### Required action 1
In the market commentary, rewrite everything from "One of the most comprehensive" down to "next 3-9 months.", substituting "Recession Indicator" for "Recession Gauge".
### Required action 2
According to the market commentary, how many recession sub-indicators make up the Recession Gauge?

___ Page extract ___

Authored by Simon White, Bloomberg macro strategist,
The stock market may show greater resilience than usual through the next recession.
“The test of a first-rate intelligence,” said F. Scott Fitzgerald, “is the ability to hold two opposed ideas in the mind at the same time.”
Where investors should employ this more than anywhere else is in the possibility that even in the event of a recession, stocks do not face as severe a selloff as they have in the past.
The recession obsession stems from the damage it can do to portfolios. The S&P sells off an average of 5% before a slump starts, and can go on to fall another 30% during the downturn itself. But price action suggests that this time stocks may not fare so badly.
First, though, recession risk is definitively rising, even if it isn’t a dyed-in-the-wool certainty.
One of the most comprehensive and reliable leading indicators of a recession is the Recession Gauge. It is made up of 14 recession sub-indicators that capture a wide array of market and economic-based conditions. The gauge triggers when at least six of them activate, signaling a recession in the next 3-9 months.
As the chart below shows, the gauge triggered in September, with the number of sub-indicators continuing to rise. The latest activated last week after Friday’s employment data showed a further decline in temporary help services, one of the most leading parts of the job market. This took the number of sub-indicators consistent with a recession to nine out of 14, the highest since 2008.

___ Recorded data ___

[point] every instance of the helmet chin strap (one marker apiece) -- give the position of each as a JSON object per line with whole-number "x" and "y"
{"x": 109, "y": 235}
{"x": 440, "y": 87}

___

### Task response 1
One of the most comprehensive and reliable leading indicators of a recession is the Recession Indicator. It is made up of 14 recession sub-indicators that capture a wide array of market and economic-based conditions. The gauge triggers when at least six of them activate, signaling a recession in the next 3-9 months.

### Task response 2
Fourteen.